> **Assignment**: Continue the article below on school psychologists and student support services in Hawaiʻi, starting right after its final sentence.
[Supplied passage — start]
Baunach says this is due to two factors: licensing and money.
"We're the only state in the nation without a credential for school psychologists," she said. "Because we can't get licensed here, we've had colleagues that move to other states, and they'll say your years of service don't count in Hawaiʻi because it was without a credential."
The Keiki Caucus introduced a proposal that would have given these professionals a state license in the last legislative session. However, the measure wasn't approved due to questions of who would be responsible for licensing these professionals, and whether or not there needs to be a study before creating a new regulated profession in the state.
Several education advocates have told HPR that they are hopeful the measure will be discussed again in the next session.
Another challenge is money. School psychologists aren't part of the collective bargaining unit associated with teachers and other DOE staff.
"Our contracts aren't negotiated with the Department of Education," said Baunach. "What happens is we don't pay very much either, comparatively with the high cost of living."
DOE: Network of services available
The state Department of Education has been getting reports from schools that more students are being referred to support services — such as counselors.
But the department is in the process of finding out how extensive the need is, and what students are experiencing.
"Our schools are trying to learn more about that by screening their students," said Annie Kalama, assistant superintendent at the DOE's Office of Student Services. "They're doing a screening three times a year. This screening captures their understanding of application of social and emotional competencies."
These competencies are categorized in areas of sense of belonging, self-management, social awareness and emotional well-being.
Kalama says the results of this screening will allow teachers to better understand their students' needs, and how to provide assistance through lesson plans and other class activities.
But when it comes to what services are available to students now, Kalama tells HPR there are a number of options.
One is the use of school counselors. The other is the Hawaiʻi Keiki program.
[Supplied passage — finish]
[Entries shown — start]
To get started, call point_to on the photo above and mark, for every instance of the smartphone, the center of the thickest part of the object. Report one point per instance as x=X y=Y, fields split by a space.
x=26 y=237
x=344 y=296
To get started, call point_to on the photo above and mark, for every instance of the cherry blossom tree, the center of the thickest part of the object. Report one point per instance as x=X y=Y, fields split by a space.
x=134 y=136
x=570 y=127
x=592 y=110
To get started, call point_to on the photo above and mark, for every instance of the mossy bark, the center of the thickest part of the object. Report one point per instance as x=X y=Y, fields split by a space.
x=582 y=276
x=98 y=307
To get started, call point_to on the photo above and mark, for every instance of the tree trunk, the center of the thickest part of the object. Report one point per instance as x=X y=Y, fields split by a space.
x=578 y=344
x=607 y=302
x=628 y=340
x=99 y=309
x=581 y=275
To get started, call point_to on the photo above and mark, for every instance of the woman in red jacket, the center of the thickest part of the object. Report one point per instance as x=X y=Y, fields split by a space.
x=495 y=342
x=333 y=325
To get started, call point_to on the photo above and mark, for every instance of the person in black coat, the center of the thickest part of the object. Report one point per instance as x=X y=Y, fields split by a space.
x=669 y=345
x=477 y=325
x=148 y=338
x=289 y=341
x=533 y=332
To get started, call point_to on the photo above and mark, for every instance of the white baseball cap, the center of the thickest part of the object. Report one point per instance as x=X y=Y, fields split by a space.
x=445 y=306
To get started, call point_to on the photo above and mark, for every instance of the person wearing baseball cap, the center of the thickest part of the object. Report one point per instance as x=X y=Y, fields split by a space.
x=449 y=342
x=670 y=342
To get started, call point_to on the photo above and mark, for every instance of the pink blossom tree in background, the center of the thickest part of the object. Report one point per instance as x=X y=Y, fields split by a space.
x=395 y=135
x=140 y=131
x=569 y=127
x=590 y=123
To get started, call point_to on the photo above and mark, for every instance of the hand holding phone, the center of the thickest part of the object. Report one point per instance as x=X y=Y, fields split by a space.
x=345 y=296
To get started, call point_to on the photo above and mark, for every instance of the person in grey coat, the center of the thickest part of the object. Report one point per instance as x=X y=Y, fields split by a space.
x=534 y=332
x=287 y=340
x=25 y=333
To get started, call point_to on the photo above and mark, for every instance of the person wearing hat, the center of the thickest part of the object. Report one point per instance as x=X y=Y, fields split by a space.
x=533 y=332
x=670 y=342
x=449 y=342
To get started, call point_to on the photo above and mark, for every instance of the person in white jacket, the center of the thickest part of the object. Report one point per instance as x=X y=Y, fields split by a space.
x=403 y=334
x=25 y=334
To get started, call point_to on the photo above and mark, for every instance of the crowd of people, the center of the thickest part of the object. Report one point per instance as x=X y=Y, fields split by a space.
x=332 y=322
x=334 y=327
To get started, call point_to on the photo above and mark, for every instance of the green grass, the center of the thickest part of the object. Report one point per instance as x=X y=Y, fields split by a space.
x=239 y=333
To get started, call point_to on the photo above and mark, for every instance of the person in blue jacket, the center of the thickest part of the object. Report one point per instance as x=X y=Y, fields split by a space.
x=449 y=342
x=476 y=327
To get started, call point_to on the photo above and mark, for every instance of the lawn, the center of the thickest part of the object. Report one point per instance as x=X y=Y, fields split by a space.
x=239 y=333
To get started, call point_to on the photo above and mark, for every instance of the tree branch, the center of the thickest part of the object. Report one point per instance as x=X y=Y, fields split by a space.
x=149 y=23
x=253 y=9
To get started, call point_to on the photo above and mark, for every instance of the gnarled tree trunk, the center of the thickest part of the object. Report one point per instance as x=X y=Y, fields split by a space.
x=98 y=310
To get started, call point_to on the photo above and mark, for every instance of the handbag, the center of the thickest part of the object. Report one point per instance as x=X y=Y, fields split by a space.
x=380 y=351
[Entries shown — finish]
> **Answer area**:
"That provides access to health services, and this does include mental health referrals. There's also the Hawaiʻi Keiki hotline, which is available to families," said Kalama.
Another resource is a telehealth service through a DOE contractor Hazel Health.
"This program provides supplemental supports to families and students, and provides, in some cases, immediate access to mental health services," Kalama tells HPR.
The DOE is working on another resource for students in the form of a smartphone app. Kalama says the app would help students access social and emotional learning supports and activities. It is expected to launch sometime next year.
The DOE believes these resources, combined with the implementation of school support systems, provide a wide net of assistance. However, Kalama acknowledges there are challenges to making this network wider — mainly capacity and staffing.
"We train [educators and staff] every year on identifying youth at risk of suicide. That's one of the things that's ongoing and will continue," said Kalama. "Also building our internal capacity by building staff members, or adding staff members."
Kalama tells HPR the DOE has received two grants from the U.S. Department of Education and the U.S. Department of Health and Human Services to expand staff capacity over the next five years.
Parents and students can find out more about these services through their school's administrators.
When it comes to school psychologists, Kalama says the department recognizes their importance in providing tiered supports to students and training or consulting with school faculty. But she adds that it's up to the schools on how they are utilized.
"We're looking at changes that might allow them to refocus on that training, or refocus on the duties or responsibilities, or area of expertise — which is not particularly in the area of assessing students," she said. "That is something that they can do, but to refocus them on a more preventative approach, I think is what we want to do."